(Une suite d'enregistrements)
****************************************
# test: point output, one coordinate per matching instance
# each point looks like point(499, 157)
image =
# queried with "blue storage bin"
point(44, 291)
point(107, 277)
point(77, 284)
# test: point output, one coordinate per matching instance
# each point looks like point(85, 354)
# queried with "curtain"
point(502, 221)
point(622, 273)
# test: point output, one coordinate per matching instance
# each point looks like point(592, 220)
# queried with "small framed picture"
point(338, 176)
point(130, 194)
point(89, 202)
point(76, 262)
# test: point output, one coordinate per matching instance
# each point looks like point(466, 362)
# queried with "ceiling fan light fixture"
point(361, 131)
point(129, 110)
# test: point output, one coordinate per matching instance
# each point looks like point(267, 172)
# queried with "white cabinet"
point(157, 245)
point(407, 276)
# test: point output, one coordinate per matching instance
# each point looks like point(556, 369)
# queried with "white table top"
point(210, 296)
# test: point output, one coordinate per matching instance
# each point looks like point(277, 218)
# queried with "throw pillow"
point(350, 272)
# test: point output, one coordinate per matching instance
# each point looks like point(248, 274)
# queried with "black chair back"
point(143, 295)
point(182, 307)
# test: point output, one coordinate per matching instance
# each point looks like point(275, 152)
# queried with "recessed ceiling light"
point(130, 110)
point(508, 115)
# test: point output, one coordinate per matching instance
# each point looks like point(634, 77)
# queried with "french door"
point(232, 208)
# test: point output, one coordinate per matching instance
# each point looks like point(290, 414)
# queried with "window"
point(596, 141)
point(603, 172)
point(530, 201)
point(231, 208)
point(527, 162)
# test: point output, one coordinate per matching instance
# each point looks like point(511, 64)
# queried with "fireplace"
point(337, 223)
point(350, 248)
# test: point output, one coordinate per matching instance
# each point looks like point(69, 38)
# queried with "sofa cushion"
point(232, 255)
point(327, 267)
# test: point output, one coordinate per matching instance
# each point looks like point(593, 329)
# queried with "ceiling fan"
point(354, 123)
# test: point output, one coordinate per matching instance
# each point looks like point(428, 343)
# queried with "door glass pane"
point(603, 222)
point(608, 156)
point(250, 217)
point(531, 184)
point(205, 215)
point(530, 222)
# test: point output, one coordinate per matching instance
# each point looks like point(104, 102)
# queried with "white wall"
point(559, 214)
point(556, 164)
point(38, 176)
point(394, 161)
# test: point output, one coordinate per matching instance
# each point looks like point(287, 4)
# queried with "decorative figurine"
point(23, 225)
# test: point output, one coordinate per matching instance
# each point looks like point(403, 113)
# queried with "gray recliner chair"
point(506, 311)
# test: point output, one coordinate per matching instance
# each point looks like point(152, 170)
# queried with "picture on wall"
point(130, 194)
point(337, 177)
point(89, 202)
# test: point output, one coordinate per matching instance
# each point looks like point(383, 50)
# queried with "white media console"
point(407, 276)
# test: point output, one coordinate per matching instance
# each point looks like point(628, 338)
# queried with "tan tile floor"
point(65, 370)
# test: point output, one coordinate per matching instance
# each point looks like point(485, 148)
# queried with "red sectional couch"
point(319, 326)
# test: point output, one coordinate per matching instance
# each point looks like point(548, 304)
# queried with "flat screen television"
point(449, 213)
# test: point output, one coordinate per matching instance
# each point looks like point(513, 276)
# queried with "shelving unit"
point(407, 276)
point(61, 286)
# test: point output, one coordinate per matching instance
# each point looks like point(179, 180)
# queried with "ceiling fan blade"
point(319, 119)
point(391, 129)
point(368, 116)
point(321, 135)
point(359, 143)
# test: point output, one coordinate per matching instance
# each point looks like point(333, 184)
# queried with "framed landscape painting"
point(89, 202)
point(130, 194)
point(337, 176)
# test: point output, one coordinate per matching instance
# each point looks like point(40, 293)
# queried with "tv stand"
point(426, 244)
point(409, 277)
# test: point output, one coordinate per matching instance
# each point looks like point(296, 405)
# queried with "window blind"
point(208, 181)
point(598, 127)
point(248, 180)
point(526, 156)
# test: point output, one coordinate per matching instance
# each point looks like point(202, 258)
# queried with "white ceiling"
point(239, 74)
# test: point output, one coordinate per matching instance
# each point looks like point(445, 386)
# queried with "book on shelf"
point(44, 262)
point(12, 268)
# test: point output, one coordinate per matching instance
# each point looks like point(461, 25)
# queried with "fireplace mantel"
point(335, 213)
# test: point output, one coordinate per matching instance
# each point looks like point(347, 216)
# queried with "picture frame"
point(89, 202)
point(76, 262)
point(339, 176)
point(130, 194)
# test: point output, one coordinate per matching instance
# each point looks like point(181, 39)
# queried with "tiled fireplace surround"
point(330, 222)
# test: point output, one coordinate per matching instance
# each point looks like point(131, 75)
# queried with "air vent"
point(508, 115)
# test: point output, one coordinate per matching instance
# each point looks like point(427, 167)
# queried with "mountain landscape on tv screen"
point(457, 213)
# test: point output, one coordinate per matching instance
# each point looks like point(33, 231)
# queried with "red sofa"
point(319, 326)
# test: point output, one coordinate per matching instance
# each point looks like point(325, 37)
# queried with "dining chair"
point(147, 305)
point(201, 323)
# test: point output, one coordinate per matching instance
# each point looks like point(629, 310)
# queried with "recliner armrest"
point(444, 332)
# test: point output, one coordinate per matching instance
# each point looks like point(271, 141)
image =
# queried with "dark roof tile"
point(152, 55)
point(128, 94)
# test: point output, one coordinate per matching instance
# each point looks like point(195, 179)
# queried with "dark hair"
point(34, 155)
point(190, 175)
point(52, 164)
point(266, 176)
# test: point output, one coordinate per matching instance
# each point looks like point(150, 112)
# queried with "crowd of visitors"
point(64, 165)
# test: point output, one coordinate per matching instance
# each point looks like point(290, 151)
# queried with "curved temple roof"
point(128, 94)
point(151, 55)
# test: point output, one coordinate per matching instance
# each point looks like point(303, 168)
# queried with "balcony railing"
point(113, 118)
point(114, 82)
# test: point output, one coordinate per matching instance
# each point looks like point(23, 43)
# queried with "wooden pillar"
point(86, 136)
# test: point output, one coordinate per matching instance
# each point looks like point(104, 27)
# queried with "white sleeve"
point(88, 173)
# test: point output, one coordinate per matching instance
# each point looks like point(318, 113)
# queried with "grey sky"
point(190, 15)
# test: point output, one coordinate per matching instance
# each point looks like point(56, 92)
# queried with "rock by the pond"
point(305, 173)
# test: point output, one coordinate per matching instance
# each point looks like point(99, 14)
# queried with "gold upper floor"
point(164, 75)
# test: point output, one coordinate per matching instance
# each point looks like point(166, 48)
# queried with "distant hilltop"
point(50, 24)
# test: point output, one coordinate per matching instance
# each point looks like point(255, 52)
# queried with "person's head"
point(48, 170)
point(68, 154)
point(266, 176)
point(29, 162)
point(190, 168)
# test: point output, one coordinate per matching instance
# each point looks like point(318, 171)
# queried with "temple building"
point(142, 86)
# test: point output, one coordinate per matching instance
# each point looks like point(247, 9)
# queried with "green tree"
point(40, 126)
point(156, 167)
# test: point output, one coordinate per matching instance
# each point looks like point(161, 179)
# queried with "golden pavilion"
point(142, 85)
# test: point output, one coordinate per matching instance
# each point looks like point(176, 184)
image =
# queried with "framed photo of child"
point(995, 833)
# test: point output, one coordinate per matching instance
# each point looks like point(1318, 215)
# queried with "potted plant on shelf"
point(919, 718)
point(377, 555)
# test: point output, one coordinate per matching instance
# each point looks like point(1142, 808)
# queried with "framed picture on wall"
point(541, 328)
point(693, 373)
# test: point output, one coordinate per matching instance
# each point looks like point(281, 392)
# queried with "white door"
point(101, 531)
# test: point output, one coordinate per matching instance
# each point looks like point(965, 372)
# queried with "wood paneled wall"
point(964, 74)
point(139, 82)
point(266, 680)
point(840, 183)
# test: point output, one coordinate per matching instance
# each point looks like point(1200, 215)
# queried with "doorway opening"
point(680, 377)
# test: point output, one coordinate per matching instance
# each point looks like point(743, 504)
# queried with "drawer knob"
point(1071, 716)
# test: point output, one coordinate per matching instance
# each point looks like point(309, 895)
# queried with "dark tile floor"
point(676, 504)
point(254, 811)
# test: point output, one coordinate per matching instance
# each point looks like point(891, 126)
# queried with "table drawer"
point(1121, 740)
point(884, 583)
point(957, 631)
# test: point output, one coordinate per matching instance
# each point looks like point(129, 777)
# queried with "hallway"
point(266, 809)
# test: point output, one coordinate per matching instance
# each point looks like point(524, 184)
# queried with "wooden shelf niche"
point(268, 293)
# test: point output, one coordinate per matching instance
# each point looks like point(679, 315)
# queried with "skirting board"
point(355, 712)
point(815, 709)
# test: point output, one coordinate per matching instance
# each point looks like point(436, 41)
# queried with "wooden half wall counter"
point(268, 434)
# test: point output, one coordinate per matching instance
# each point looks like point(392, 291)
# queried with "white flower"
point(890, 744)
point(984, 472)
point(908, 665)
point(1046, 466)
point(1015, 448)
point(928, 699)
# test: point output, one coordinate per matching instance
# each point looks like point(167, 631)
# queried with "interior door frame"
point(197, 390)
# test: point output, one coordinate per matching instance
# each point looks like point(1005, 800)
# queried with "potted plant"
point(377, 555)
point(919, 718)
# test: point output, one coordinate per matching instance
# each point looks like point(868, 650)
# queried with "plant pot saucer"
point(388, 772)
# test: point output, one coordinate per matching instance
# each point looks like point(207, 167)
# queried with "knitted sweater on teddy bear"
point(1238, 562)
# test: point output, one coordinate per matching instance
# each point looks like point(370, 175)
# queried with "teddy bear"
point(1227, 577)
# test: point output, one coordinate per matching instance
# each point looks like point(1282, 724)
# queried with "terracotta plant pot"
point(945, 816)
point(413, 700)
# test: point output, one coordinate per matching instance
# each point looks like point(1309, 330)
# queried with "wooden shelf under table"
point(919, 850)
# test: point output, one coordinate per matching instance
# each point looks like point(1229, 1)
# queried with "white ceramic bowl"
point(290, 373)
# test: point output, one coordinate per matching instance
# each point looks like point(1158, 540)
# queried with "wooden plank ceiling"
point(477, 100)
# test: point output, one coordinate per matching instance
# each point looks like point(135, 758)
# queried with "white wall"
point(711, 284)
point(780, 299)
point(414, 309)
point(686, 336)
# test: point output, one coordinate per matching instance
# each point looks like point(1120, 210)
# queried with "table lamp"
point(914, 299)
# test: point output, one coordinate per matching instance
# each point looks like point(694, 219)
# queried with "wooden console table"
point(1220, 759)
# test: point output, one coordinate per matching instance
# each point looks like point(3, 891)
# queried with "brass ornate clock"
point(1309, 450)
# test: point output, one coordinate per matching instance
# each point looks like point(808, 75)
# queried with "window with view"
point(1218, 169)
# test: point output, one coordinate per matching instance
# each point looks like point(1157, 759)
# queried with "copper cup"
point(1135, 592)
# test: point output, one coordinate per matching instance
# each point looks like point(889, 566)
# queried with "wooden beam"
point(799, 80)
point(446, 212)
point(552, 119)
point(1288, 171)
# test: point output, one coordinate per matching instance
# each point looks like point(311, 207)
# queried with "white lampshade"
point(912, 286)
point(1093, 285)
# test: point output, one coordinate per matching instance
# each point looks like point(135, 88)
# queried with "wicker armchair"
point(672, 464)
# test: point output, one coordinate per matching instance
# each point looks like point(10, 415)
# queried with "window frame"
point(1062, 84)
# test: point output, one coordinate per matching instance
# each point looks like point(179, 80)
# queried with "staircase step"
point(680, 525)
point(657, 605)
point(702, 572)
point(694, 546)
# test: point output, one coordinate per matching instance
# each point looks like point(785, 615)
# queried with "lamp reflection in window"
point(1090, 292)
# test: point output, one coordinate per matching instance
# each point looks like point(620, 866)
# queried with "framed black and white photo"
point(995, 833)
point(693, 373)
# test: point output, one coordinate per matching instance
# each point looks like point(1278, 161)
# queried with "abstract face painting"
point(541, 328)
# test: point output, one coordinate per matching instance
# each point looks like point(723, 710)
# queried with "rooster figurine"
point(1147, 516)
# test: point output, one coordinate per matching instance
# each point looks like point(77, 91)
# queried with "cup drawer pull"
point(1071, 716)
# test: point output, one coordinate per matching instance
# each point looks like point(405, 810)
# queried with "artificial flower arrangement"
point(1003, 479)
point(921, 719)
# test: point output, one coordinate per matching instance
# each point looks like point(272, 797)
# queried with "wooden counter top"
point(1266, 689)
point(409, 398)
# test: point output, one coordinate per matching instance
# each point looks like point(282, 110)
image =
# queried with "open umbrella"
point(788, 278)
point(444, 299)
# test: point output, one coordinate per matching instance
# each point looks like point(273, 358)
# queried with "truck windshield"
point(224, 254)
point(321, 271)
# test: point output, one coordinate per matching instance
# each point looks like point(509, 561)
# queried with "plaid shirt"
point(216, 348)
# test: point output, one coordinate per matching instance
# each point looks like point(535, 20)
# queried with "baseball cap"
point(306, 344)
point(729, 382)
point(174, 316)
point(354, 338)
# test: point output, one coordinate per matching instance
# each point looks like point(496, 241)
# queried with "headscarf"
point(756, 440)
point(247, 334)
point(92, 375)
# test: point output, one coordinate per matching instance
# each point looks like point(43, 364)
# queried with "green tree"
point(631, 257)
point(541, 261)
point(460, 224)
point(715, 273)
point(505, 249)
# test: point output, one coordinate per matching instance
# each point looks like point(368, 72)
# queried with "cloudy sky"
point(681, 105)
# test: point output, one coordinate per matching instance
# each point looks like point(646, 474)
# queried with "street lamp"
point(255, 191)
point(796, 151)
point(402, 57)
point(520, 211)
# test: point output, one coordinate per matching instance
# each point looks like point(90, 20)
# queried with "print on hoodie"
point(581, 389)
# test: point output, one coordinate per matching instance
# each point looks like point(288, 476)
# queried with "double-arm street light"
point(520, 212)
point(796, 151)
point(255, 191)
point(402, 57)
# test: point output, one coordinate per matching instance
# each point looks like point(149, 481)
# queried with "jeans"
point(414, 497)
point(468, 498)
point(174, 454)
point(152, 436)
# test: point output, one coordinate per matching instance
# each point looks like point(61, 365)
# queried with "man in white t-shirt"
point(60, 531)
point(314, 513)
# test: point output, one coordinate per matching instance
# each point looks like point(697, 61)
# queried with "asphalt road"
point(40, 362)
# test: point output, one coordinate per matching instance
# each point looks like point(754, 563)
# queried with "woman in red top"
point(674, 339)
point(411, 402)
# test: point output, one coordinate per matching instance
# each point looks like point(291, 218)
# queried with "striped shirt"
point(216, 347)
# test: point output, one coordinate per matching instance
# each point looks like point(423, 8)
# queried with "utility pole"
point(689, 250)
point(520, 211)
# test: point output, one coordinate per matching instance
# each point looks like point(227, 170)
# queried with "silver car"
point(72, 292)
****************************************
• [ÉNONCÉ DU PROBLÈME]:
Sélectionnez toutes les lignes qui contiennent le mot « table », en tenant compte de la casse.

• [RÉSULTAT OBTENU]:
# queried with "white table top"
# queried with "table drawer"
# queried with "wooden shelf under table"
# queried with "table lamp"
# queried with "wooden console table"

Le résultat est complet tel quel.